▶ [WHAT TO WORK ON]
Put every line of the listing below into a numbered list, skipping blank lines and leaving out the pictures.

============

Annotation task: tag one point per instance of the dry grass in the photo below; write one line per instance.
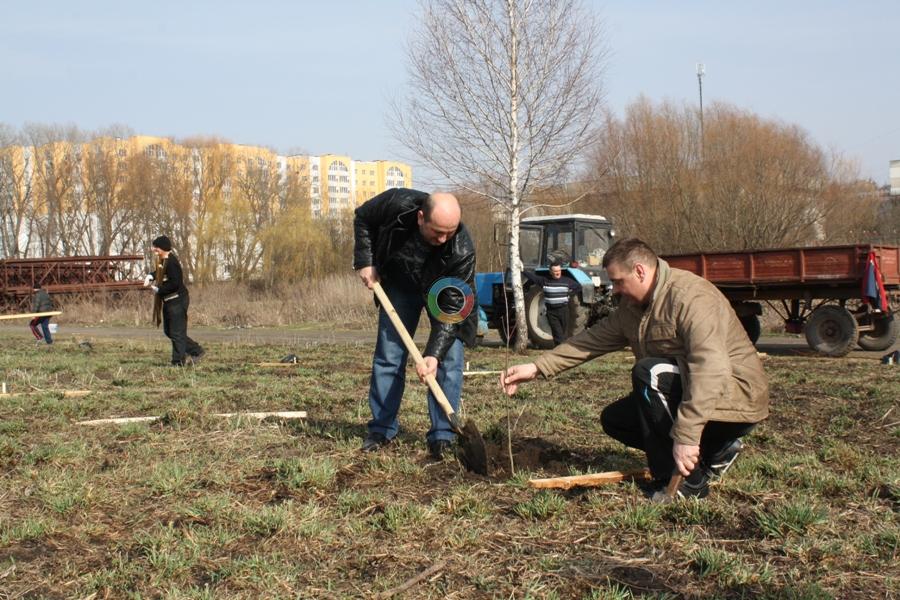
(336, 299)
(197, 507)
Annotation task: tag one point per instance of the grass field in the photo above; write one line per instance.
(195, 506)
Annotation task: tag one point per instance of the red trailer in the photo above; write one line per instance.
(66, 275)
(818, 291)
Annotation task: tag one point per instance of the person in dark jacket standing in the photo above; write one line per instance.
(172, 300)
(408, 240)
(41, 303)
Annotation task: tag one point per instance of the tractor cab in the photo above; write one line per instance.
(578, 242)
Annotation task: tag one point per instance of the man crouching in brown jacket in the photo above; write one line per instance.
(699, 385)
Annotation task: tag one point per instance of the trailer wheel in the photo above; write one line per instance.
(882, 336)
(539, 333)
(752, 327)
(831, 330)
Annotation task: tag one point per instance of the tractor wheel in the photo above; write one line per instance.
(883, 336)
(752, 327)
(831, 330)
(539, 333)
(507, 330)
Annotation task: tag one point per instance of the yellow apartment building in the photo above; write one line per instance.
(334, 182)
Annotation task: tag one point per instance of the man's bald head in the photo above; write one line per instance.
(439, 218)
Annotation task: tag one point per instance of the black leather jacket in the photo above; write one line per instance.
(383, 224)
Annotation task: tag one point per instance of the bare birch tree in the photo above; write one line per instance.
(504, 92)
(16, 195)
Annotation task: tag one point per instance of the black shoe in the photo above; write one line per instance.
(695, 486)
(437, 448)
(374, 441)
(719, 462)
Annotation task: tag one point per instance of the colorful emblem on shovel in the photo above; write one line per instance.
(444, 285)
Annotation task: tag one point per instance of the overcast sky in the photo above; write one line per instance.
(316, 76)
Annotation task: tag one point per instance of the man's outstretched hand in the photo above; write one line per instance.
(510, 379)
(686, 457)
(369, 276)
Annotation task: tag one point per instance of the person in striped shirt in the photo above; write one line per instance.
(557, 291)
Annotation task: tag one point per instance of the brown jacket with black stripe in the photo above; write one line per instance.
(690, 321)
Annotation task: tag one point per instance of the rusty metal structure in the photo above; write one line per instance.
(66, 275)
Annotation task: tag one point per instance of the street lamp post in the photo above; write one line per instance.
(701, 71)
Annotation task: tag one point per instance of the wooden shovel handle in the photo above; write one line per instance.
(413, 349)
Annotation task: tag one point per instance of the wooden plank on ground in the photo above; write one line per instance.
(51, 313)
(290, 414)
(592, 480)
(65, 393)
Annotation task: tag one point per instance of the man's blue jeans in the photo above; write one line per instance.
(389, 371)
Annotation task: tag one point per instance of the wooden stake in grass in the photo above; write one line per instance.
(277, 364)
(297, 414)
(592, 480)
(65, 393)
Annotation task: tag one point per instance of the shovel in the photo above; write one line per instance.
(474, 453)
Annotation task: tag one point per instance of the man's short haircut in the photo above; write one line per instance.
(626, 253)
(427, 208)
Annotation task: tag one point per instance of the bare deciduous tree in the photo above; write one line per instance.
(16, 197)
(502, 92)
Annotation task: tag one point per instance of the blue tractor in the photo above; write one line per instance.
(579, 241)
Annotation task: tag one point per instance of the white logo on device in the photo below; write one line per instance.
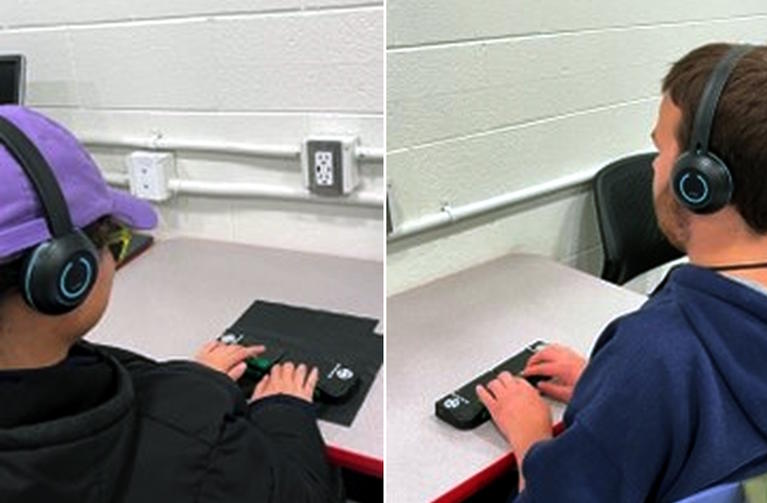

============

▶ [COMPLETED TASK]
1. Annotation task: tag one point per instance of the dry grass in the photo below; write one line per instance.
2. (336, 299)
3. (197, 507)
4. Annotation task: tag one point per instance of the grass field in the photo above; write one line per instance.
5. (195, 506)
6. Annotation task: tag one point per instance of the red trailer in the photo above; write one line per instance.
7. (66, 275)
8. (818, 291)
9. Annotation task: tag one point per instance of the person in dark jacket standing in the photo above; write one line per instance.
10. (172, 300)
11. (408, 240)
12. (41, 303)
13. Annotation task: tag one point per instance of the tractor cab in the photo above; write one line per instance.
14. (578, 242)
15. Annotation task: tag one point per instance of the man crouching in brown jacket in the photo above; write one line per instance.
16. (699, 385)
17. Annotation task: tag one point per instance of the trailer wheel in the photo above; write one line per instance.
18. (882, 336)
19. (539, 333)
20. (752, 327)
21. (831, 330)
22. Annotation task: tag one point per instance of the tractor wheel in the photo above; write one line per instance.
23. (883, 336)
24. (752, 327)
25. (831, 330)
26. (539, 333)
27. (507, 330)
28. Annotation task: tag one point per instance of the yellow apartment building in the photo above; write one line per instance.
29. (334, 182)
30. Annotation task: tag one point per instance of the man's bald head in the photo above; write one line per instance.
31. (439, 218)
32. Annotation task: tag one point per instance of the black leather jacket in the photo above; write one line per instance.
33. (383, 224)
34. Annotation task: tag one point per instance of the bare birch tree in the photo above; write one line per instance.
35. (504, 92)
36. (16, 195)
37. Annotation task: tag one point per instance of the black shoe in the photo above; write one line per instance.
38. (695, 486)
39. (437, 448)
40. (374, 441)
41. (719, 462)
42. Annotation task: tag one point per instance of the colorful emblem on shovel in the photo above; write one line per instance.
43. (444, 285)
44. Annotation task: tag one point per instance of the overcast sky in the photo above; write one line per instance.
45. (316, 76)
46. Annotation task: tag one point per instance of the man's outstretched hand in the photo above; write one line per instance.
47. (510, 379)
48. (686, 457)
49. (369, 276)
50. Annotation task: tag one point per instance of the person in striped shirt in the photo above; write one line per instance.
51. (557, 291)
52. Annotation task: tag one point per instance of the brown jacket with black stripe in the photo above; write one line per instance.
53. (690, 321)
54. Annotation task: tag one point per instance of the rusty metal structure in the photo above; write one line per instance.
55. (66, 275)
56. Annotation task: tag one point per instance of the street lamp post in the photo above; write one line per instance.
57. (701, 71)
58. Annotation task: tag one point per instance of the wooden shovel handle in the photo above; write one line per instance.
59. (413, 349)
60. Annotation task: tag one point per instance of the wooden plank on ground in the photo above; write one line per instance.
61. (51, 313)
62. (290, 414)
63. (592, 480)
64. (65, 393)
65. Annotation task: tag one point per instance of the man's blue jeans in the photo above; write one line per instance.
66. (389, 371)
67. Annotation task: tag one point per instance of the wooden stake in grass in the photo above; write one line per instance.
68. (277, 364)
69. (297, 414)
70. (592, 480)
71. (65, 393)
72. Annotation task: tag one point per instance of the shovel in the photo above; write one line per instance.
73. (474, 453)
74. Annotation task: tag one point per instance of the man's short haircut in the photo above; write one line per instance.
75. (626, 253)
76. (427, 208)
77. Annotation task: tag one point per instance of the bare deciduous tree in the photo above; write one line per instance.
78. (16, 197)
79. (502, 92)
80. Annotation task: tag one point per instance of the blue tractor in the photo above; write one line per instance.
81. (579, 241)
82. Annotation task: tag one point per instance of the white logo on device in the photo below; write one line per instance.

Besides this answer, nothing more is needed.